* start *
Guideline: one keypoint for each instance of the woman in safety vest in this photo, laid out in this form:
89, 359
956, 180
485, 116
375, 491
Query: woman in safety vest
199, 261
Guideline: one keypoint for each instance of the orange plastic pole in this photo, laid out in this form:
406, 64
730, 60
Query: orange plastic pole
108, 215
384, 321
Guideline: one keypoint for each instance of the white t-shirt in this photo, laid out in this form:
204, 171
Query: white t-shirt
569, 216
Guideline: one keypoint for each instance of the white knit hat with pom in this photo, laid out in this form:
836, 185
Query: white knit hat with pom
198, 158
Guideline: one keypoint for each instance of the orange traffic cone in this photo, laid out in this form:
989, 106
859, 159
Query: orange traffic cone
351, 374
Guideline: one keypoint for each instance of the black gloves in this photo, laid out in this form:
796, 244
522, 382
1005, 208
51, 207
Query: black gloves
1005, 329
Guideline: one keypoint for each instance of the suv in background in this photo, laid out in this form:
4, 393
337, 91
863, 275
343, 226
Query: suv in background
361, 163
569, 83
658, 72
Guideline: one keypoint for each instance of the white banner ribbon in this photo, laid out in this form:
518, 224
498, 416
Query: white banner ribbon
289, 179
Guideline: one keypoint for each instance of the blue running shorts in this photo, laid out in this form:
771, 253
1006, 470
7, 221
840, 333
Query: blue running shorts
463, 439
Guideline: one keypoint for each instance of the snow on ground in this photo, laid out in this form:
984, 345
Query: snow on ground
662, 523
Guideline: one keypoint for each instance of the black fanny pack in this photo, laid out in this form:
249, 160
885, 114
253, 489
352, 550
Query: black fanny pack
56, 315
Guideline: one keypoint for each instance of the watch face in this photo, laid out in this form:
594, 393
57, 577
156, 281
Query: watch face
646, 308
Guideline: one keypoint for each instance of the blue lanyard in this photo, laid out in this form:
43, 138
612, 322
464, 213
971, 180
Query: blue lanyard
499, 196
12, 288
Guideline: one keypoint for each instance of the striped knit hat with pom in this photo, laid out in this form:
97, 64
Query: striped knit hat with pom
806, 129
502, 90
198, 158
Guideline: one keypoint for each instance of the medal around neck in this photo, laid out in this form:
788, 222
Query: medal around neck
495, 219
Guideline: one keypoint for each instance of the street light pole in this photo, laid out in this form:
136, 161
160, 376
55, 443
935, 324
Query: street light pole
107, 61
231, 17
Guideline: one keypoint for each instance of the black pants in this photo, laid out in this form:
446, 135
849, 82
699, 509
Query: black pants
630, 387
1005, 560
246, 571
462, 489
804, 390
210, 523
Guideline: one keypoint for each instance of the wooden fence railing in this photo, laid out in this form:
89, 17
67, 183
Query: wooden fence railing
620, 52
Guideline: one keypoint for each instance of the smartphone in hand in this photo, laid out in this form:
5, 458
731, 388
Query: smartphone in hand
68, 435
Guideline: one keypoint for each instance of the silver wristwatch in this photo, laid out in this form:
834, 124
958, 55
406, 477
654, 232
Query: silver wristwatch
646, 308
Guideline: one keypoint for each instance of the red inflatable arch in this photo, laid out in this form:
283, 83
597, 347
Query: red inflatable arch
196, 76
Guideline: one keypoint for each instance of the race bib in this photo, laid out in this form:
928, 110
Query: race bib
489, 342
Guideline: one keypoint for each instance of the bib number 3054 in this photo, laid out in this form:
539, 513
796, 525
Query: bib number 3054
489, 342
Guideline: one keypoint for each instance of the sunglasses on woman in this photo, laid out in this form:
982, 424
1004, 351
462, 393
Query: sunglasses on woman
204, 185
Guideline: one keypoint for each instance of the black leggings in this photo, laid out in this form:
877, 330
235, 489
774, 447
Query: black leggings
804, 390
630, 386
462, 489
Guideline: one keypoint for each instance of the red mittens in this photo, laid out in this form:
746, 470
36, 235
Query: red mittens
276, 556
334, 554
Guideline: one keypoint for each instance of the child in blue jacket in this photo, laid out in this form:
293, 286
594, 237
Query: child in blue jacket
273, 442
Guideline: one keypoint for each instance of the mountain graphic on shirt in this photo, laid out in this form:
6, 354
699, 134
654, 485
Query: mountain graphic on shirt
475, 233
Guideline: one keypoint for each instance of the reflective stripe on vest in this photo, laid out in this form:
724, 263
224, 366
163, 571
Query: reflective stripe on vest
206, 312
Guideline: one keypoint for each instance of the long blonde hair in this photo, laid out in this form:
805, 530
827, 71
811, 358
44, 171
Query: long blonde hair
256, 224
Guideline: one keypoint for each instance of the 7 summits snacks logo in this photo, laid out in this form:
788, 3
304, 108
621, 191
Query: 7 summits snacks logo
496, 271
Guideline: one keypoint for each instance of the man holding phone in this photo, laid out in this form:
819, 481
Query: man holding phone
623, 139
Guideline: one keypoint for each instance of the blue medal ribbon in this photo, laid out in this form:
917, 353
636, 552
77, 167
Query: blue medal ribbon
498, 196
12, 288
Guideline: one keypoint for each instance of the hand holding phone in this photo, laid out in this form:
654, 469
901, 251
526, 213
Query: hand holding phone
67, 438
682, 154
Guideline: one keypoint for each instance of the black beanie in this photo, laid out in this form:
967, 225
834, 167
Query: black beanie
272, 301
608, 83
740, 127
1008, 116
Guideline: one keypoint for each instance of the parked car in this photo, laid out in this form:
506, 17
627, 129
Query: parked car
* end *
WHAT THIS TASK INVOLVES. Convert every one of the rows above into a Markdown table with two columns, No. and Line text, giving each line its own entry numbered in order and skipping any blank lines.

WORKED SOLUTION.
| No. | Line text |
|---|---|
| 1 | Guideline: one keypoint for each instance of the woman in safety vest in this photo, laid out in this form: |
| 2 | 89, 359 |
| 3 | 956, 180 |
| 4 | 485, 116 |
| 5 | 375, 491 |
| 6 | Query: woman in safety vest |
| 7 | 199, 261 |
| 8 | Guideline: one keypoint for each instance of the orange plastic pole in this photo, laid out in this form: |
| 9 | 406, 64 |
| 10 | 730, 60 |
| 11 | Query: orange plastic pole |
| 12 | 108, 215 |
| 13 | 384, 321 |
| 14 | Guideline: one keypoint for each instance of the white t-shirt in this photo, laid out in this form: |
| 15 | 204, 171 |
| 16 | Query: white t-shirt |
| 17 | 569, 216 |
| 18 | Guideline: one keypoint for each instance of the white knit hat with pom in this photo, laid out in this form: |
| 19 | 836, 185 |
| 20 | Query: white knit hat with pom |
| 21 | 198, 158 |
| 22 | Guideline: one keypoint for each instance of the orange traffic cone in this photo, laid out in this form: |
| 23 | 989, 106 |
| 24 | 859, 159 |
| 25 | Query: orange traffic cone |
| 26 | 351, 374 |
| 27 | Guideline: one keypoint for each instance of the black gloves in this photo, laid out in this form: |
| 28 | 796, 244 |
| 29 | 522, 382 |
| 30 | 1005, 208 |
| 31 | 51, 207 |
| 32 | Query: black gloves |
| 33 | 1005, 329 |
| 34 | Guideline: one keypoint for each instance of the suv in background in this photo, laid out in this form: |
| 35 | 4, 393 |
| 36 | 337, 91 |
| 37 | 863, 275 |
| 38 | 343, 226 |
| 39 | Query: suv in background |
| 40 | 361, 163 |
| 41 | 569, 83 |
| 42 | 658, 72 |
| 43 | Guideline: one keypoint for each instance of the white banner ribbon in this photo, laid out in this form: |
| 44 | 518, 224 |
| 45 | 498, 416 |
| 46 | Query: white banner ribbon |
| 47 | 289, 179 |
| 48 | Guideline: one keypoint for each instance of the blue running shorts in this photo, laid out in this form: |
| 49 | 771, 253 |
| 50 | 1006, 470 |
| 51 | 7, 221 |
| 52 | 840, 333 |
| 53 | Query: blue running shorts |
| 54 | 463, 439 |
| 55 | Guideline: one keypoint for each instance of the snow on ground in this photo, laid out in this form: |
| 56 | 984, 345 |
| 57 | Query: snow on ground |
| 58 | 662, 523 |
| 59 | Guideline: one keypoint for each instance of the black fanny pack in this photo, laid out in this form: |
| 60 | 249, 160 |
| 61 | 885, 114 |
| 62 | 253, 489 |
| 63 | 352, 550 |
| 64 | Query: black fanny pack |
| 65 | 56, 315 |
| 66 | Guideline: one keypoint for each instance of the watch face in this photo, laid out in this form: |
| 67 | 594, 393 |
| 68 | 57, 577 |
| 69 | 156, 281 |
| 70 | Query: watch face |
| 71 | 646, 308 |
| 72 | Guideline: one keypoint for each instance of the blue lanyard in this photo, laid out in this form: |
| 73 | 43, 138 |
| 74 | 612, 322 |
| 75 | 464, 213 |
| 76 | 971, 180 |
| 77 | Query: blue lanyard |
| 78 | 499, 196 |
| 79 | 12, 288 |
| 80 | Guideline: one keypoint for each instance of the striped knit hat with pom in this photo, laid out in this form: |
| 81 | 97, 64 |
| 82 | Query: striped knit hat with pom |
| 83 | 806, 129 |
| 84 | 502, 90 |
| 85 | 198, 158 |
| 86 | Guideline: one keypoint for each instance of the medal around neck in this photo, laid out in this form: |
| 87 | 788, 222 |
| 88 | Query: medal around neck |
| 89 | 495, 219 |
| 90 | Guideline: one keypoint for each instance of the street light pole in this photo, laid out in this form: |
| 91 | 136, 161 |
| 92 | 160, 376 |
| 93 | 55, 443 |
| 94 | 935, 324 |
| 95 | Query: street light pole |
| 96 | 107, 61 |
| 97 | 231, 17 |
| 98 | Guideline: one keypoint for each instance of the black pants in this photo, laid out in this form: |
| 99 | 446, 135 |
| 100 | 849, 82 |
| 101 | 699, 509 |
| 102 | Query: black pants |
| 103 | 630, 387 |
| 104 | 1005, 560 |
| 105 | 246, 571 |
| 106 | 462, 489 |
| 107 | 804, 390 |
| 108 | 210, 523 |
| 109 | Guideline: one keypoint for each instance of the wooden fence railing in this photo, laid out in this form: |
| 110 | 89, 17 |
| 111 | 67, 183 |
| 112 | Query: wooden fence railing |
| 113 | 620, 52 |
| 114 | Guideline: one keypoint for each instance of the smartphone in hand in this photo, laid out in this form: |
| 115 | 5, 458 |
| 116 | 731, 388 |
| 117 | Query: smartphone in hand |
| 118 | 68, 435 |
| 119 | Guideline: one keypoint for each instance of the silver wristwatch in this photo, laid out in this form: |
| 120 | 834, 124 |
| 121 | 958, 55 |
| 122 | 406, 477 |
| 123 | 654, 232 |
| 124 | Query: silver wristwatch |
| 125 | 646, 308 |
| 126 | Guideline: one keypoint for each instance of the red inflatable arch in this photo, laid out in this form: |
| 127 | 283, 83 |
| 128 | 597, 347 |
| 129 | Query: red inflatable arch |
| 130 | 196, 76 |
| 131 | Guideline: one keypoint for each instance of the race bib in this photo, laid out in this form: |
| 132 | 928, 110 |
| 133 | Query: race bib |
| 134 | 489, 342 |
| 135 | Guideline: one keypoint for each instance of the bib number 3054 in this photo, laid out in this form: |
| 136 | 539, 513 |
| 137 | 796, 525 |
| 138 | Query: bib number 3054 |
| 139 | 489, 342 |
| 140 | Guideline: one keypoint for each instance of the sunglasses on woman in this photo, laid out in this form: |
| 141 | 982, 424 |
| 142 | 1004, 351 |
| 143 | 462, 393 |
| 144 | Query: sunglasses on woman |
| 145 | 204, 185 |
| 146 | Guideline: one keypoint for each instance of the black leggings in this photo, laid out in this form: |
| 147 | 877, 330 |
| 148 | 235, 489 |
| 149 | 774, 447 |
| 150 | Query: black leggings |
| 151 | 804, 390 |
| 152 | 630, 386 |
| 153 | 462, 489 |
| 154 | Guideline: one keypoint for each instance of the red mittens in this photo, laid out in this form: |
| 155 | 746, 470 |
| 156 | 36, 235 |
| 157 | Query: red mittens |
| 158 | 276, 556 |
| 159 | 334, 554 |
| 160 | Guideline: one keypoint for each instance of the child in blue jacket in this photo, laid out in this form: |
| 161 | 293, 286 |
| 162 | 594, 237 |
| 163 | Query: child in blue jacket |
| 164 | 273, 442 |
| 165 | Guideline: one keypoint for each instance of the mountain graphic on shirt in this photo, laid out in this form: |
| 166 | 6, 354 |
| 167 | 699, 134 |
| 168 | 654, 485 |
| 169 | Query: mountain graphic on shirt |
| 170 | 475, 233 |
| 171 | Guideline: one keypoint for each instance of the reflective stripe on vest in this photo, laid out in this form: |
| 172 | 724, 263 |
| 173 | 224, 366 |
| 174 | 163, 571 |
| 175 | Query: reflective stripe on vest |
| 176 | 206, 312 |
| 177 | Guideline: one keypoint for each instance of the long blonde hair in this photo, laid out in this form: |
| 178 | 805, 530 |
| 179 | 827, 71 |
| 180 | 811, 358 |
| 181 | 44, 171 |
| 182 | Query: long blonde hair |
| 183 | 256, 224 |
| 184 | Guideline: one keypoint for each instance of the 7 summits snacks logo in this photo, laid out in this form: |
| 185 | 788, 3 |
| 186 | 304, 108 |
| 187 | 621, 191 |
| 188 | Query: 7 summits snacks logo |
| 189 | 496, 271 |
| 190 | Guideline: one keypoint for each instance of the man holding phone in this photo, laid out in this form: |
| 191 | 819, 481 |
| 192 | Query: man holding phone |
| 193 | 623, 139 |
| 194 | Guideline: one keypoint for each instance of the blue medal ribbon in this photo, laid out in this form: |
| 195 | 917, 353 |
| 196 | 636, 552 |
| 197 | 77, 167 |
| 198 | Query: blue medal ribbon |
| 199 | 498, 196 |
| 200 | 12, 288 |
| 201 | Guideline: one keypoint for each instance of the hand holding phone in this photo, laid out in this form: |
| 202 | 654, 469 |
| 203 | 901, 251 |
| 204 | 526, 213 |
| 205 | Query: hand holding phone |
| 206 | 67, 438 |
| 207 | 682, 154 |
| 208 | Guideline: one keypoint for each instance of the black beanie in this photo, laid out in this form: |
| 209 | 967, 225 |
| 210 | 834, 167 |
| 211 | Query: black beanie |
| 212 | 272, 301 |
| 213 | 608, 83 |
| 214 | 740, 127 |
| 215 | 1008, 116 |
| 216 | Guideline: one keypoint for each instance of the parked car in this photo, laid out in this form: |
| 217 | 506, 17 |
| 218 | 627, 129 |
| 219 | Query: parked car |